■ Isi Data ■
====

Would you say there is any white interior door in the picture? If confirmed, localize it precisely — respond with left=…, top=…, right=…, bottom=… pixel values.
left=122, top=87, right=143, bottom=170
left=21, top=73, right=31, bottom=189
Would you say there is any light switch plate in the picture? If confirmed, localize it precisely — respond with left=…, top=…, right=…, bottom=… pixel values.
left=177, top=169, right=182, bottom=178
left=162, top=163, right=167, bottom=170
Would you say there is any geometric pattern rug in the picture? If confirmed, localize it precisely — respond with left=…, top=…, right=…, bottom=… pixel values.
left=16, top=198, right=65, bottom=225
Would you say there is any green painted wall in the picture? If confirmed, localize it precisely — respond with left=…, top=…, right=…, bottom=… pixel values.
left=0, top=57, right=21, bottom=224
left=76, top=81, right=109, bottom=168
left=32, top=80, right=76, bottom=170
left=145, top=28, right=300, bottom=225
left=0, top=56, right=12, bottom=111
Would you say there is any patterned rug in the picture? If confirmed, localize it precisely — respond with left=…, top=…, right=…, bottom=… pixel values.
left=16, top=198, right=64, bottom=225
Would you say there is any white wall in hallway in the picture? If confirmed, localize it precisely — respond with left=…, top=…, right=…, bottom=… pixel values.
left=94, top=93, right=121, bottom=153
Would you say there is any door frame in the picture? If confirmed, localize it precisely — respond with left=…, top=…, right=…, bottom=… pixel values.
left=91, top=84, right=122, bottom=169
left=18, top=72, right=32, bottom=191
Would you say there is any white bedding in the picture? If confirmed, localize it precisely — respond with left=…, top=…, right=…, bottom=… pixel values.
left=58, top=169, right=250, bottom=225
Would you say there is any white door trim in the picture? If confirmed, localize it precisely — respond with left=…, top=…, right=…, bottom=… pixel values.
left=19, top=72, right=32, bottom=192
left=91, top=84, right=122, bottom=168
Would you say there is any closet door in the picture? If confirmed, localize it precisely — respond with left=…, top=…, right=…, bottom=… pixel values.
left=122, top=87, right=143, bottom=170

====

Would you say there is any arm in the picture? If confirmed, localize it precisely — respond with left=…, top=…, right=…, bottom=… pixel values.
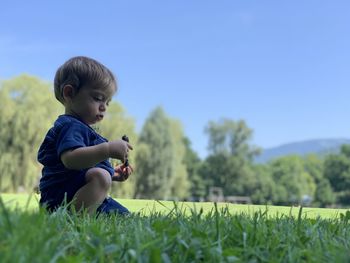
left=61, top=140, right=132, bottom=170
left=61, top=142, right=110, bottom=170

====

Sajikan baris data mulai dari baris yang memuat "Would you say there is any white door" dan berakhir pada baris yang memuat "left=91, top=84, right=122, bottom=168" dalam bentuk tabel Markdown dengan kolom No. dan Teks, tanpa baris kosong.

| No. | Teks |
|---|---|
| 1 | Would you say there is any white door trim in the picture? If confirmed, localize it precisely — respond with left=…, top=…, right=…, bottom=… pixel values. |
| 2 | left=19, top=72, right=32, bottom=192 |
| 3 | left=91, top=84, right=122, bottom=168 |